'''

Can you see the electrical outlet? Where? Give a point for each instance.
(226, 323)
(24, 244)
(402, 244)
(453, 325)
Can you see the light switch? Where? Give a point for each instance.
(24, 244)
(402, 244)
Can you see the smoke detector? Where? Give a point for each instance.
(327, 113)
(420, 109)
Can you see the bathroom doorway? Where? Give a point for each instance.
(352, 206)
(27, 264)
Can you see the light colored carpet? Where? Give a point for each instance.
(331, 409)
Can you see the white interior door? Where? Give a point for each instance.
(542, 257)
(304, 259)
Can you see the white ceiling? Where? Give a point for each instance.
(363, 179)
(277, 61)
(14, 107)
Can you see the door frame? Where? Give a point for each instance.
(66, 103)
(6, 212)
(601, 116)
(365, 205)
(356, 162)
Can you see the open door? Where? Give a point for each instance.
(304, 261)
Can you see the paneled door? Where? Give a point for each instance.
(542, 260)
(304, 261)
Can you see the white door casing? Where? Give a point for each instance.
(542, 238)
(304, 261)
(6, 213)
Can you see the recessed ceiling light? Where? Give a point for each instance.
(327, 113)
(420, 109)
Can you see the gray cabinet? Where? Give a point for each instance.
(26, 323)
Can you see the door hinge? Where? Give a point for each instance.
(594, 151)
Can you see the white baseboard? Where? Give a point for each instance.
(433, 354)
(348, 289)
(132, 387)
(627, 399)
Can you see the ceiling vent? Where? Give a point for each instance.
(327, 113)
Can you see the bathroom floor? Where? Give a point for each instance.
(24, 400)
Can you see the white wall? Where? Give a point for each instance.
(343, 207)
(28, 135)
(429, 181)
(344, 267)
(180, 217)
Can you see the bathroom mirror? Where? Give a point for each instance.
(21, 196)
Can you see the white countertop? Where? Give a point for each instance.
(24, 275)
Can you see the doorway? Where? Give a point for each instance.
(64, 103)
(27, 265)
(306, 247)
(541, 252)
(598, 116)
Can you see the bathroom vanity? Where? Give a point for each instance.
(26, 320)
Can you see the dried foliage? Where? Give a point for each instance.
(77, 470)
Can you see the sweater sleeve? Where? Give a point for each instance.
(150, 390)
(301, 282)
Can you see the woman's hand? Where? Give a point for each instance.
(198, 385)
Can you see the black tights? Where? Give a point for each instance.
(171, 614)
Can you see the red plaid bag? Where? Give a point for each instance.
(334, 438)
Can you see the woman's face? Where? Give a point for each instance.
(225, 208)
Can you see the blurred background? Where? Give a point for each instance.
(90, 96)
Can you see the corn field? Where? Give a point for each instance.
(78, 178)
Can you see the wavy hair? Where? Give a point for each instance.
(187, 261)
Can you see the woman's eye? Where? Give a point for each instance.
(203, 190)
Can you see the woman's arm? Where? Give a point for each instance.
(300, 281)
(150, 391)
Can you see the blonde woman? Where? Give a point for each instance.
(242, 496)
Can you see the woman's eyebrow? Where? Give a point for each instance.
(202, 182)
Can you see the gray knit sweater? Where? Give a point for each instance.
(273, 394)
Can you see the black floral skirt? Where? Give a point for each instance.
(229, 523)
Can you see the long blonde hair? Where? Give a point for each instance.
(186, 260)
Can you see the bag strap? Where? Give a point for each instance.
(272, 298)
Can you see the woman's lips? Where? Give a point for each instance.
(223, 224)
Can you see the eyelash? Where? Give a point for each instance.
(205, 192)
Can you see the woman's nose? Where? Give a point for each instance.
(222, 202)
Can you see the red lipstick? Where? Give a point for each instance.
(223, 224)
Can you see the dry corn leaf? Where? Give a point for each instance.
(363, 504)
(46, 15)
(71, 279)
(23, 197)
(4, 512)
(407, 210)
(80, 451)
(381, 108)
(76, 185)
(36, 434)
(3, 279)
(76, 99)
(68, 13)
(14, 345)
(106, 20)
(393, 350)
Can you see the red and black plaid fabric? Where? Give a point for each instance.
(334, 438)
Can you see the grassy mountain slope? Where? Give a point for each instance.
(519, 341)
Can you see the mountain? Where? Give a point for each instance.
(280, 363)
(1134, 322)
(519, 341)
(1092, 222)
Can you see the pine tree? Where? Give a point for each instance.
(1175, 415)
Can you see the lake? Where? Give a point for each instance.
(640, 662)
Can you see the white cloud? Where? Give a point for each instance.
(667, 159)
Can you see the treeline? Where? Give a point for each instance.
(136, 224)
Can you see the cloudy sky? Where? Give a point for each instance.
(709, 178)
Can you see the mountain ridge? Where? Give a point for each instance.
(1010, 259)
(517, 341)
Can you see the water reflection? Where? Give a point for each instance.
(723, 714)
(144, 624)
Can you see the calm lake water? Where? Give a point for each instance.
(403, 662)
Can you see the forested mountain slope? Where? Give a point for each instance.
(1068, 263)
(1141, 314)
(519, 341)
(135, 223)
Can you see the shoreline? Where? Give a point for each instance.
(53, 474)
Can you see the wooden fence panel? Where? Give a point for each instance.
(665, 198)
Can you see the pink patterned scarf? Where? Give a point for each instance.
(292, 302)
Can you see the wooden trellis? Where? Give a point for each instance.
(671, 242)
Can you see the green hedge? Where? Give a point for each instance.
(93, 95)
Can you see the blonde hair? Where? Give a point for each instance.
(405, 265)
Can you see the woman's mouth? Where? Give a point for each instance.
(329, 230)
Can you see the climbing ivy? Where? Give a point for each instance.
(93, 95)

'''

When you copy the material, keep every line exactly as it stands.

→ Exercise result:
Can you see the electrical outlet? Where? Give a point for each instance.
(226, 323)
(24, 244)
(402, 244)
(453, 325)
Can you see the light switch? Where? Give a point for each instance.
(24, 244)
(402, 244)
Can you see the smoke detector? Where? Give a point for each instance.
(327, 113)
(420, 109)
Can you see the bathroom doorway? Where? Give a point for each instance.
(352, 206)
(27, 264)
Can you see the light colored carpet? Where? Give a point for each instance.
(331, 409)
Can you see the white interior door? Where? Give a point for each instance.
(542, 257)
(304, 259)
Can you see the white ceiling? Where? Give a point for each instance.
(363, 179)
(277, 61)
(14, 107)
Can you see the door frame? Where? Give a point for each instance.
(66, 103)
(6, 212)
(601, 116)
(365, 205)
(356, 162)
Can you see the open door? Where? Give a point for each instance.
(304, 261)
Can you see the paneled door? Where? Give a point for each instance.
(542, 260)
(304, 261)
Can you see the white door casing? Where? Give a point for each instance.
(542, 238)
(304, 261)
(6, 213)
Can you see the recessed ceiling light? Where? Give a point for each instance.
(327, 113)
(420, 109)
Can you see the gray cabinet? Where? Give a point for each instance.
(26, 323)
Can you see the door hinge? Where? Give a point for each instance.
(594, 151)
Can you see the white baseboard? Where? Give a point for each instance.
(433, 354)
(348, 289)
(132, 387)
(627, 399)
Can you see the ceiling vent? Where? Give a point for each instance.
(327, 113)
Can you see the bathroom floor? Where? Give a point for each instance.
(24, 400)
Can you see the white wall? Where? Give a point for each instance.
(343, 207)
(28, 135)
(429, 181)
(344, 267)
(180, 217)
Can you see the bathroom mirror? Where? Give a point for each instance.
(21, 196)
Can you see the white countertop? Where? Give a point for each instance.
(24, 275)
Can you see the doorway? Where? Give a point for each instance.
(64, 103)
(27, 265)
(306, 247)
(541, 252)
(598, 116)
Can you see the bathroom vanity? Where? Give a point for each instance.
(26, 320)
Can you see the dried foliage? Where? Give a point for each instance.
(77, 470)
Can you see the sweater sleeve? Where? Give a point for each instance.
(150, 390)
(301, 282)
Can you see the woman's hand? Where? Give a point for each instance.
(198, 385)
Can you see the black tights? Where? Give a point for each instance.
(171, 614)
Can you see the red plaid bag? Where? Give a point for each instance.
(334, 438)
Can you see the woman's face? Where? Give a point for each instance.
(225, 208)
Can you see the blurred background? Where? Give a point for each instance.
(90, 96)
Can you see the corn field? Where? Give a point for each instance.
(78, 178)
Can you see the wavy hair? Where? Give a point for each instance.
(187, 261)
Can you see the woman's eye? Where? Give a point for each instance.
(203, 190)
Can you see the woman's arm? Where? Give a point for each instance.
(300, 281)
(150, 391)
Can you see the blonde woman? Where? Give a point for each instance.
(242, 496)
Can you see the woman's eyebrow? Where? Give a point for each instance.
(202, 182)
Can you see the gray knit sweater? Where? Give a point for each instance.
(273, 394)
Can you see the black floral skirt? Where? Give a point for each instance.
(229, 523)
Can you see the long blonde hair? Where? Give a point for each instance.
(186, 260)
Can you see the bag strap? Where? Give a point for each instance.
(272, 298)
Can you see the woman's lips? Where? Give a point for each instance.
(223, 224)
Can you see the eyelash? Where? Give a point for each instance.
(205, 192)
Can you see the woman's nose? Where? Give a point for each instance.
(222, 202)
Can you see the red lipstick? Where? Give a point for each instance.
(223, 224)
Can you see the dry corn leaf? Where? Give a point for each instance.
(363, 504)
(46, 15)
(71, 279)
(23, 197)
(4, 512)
(407, 210)
(80, 451)
(381, 108)
(76, 185)
(36, 434)
(3, 279)
(76, 99)
(68, 13)
(14, 345)
(106, 20)
(393, 350)
Can you see the red and black plaid fabric? Where? Give a point for each instance.
(334, 438)
Can you see the grassy mountain slope? Where? Give a point for each instance.
(519, 341)
Can you see the mountain? Where? Give a point for each instance.
(280, 363)
(1134, 322)
(519, 341)
(1092, 222)
Can you see the pine tree? Where? Give a point for each instance.
(1175, 415)
Can you see the lake? Where? Give a point for each instance.
(640, 662)
Can you see the white cloud? Where? Give a point for each instance.
(667, 159)
Can you see the treeline? Where? Give a point for each instance.
(136, 224)
Can you see the cloudy sky? Where? Give a point for each instance.
(709, 178)
Can you see the mountain ridge? Where? Give a point for each instance.
(1010, 259)
(517, 341)
Can you see the water reflection? Where? Give a point for each instance.
(723, 714)
(144, 624)
Can you see the calm lake water? Where? Give a point for each instance.
(403, 662)
Can you see the forested mountain slope? Where? Give a point for each instance.
(1068, 263)
(1141, 314)
(519, 341)
(135, 223)
Can you see the shoreline? Where? Give a point for each instance.
(53, 474)
Can you see the wooden fence panel? Where? Give a point for each instance.
(665, 198)
Can you see the pink patterned scarf? Where? Give a point for each instance.
(292, 302)
Can you see the wooden trellis? Where? Give a point for each instance.
(671, 242)
Can you see the green hedge? Where? Give a point for each instance.
(93, 95)
Can you see the blonde hair? Where? Give a point for each instance.
(405, 265)
Can you see the woman's mouth? Where? Give a point for each instance.
(329, 230)
Can you see the climbing ivy? Where? Give a point for each instance.
(93, 95)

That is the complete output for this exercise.